┌──
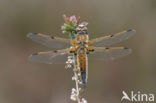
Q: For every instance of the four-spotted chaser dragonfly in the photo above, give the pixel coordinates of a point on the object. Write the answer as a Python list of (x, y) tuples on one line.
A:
[(81, 47)]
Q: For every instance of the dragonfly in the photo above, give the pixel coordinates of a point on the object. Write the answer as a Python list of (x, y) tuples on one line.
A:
[(82, 47)]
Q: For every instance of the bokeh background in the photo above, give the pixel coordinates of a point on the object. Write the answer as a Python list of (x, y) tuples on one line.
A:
[(25, 82)]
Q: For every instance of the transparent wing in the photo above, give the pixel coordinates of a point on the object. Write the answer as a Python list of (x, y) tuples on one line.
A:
[(50, 57), (112, 39), (111, 53), (49, 41)]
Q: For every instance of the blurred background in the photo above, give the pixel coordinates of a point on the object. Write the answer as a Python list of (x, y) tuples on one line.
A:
[(24, 82)]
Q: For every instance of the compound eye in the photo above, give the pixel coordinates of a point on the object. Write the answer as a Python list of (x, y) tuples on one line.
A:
[(78, 29)]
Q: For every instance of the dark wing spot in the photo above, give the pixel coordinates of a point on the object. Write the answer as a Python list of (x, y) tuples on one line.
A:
[(52, 37), (35, 53), (129, 30), (125, 48), (111, 35)]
└──
» **Exercise goal**:
The word "photo" appears in some lines of the records. Please work out how many and reply with that number only.

» **Task output**:
7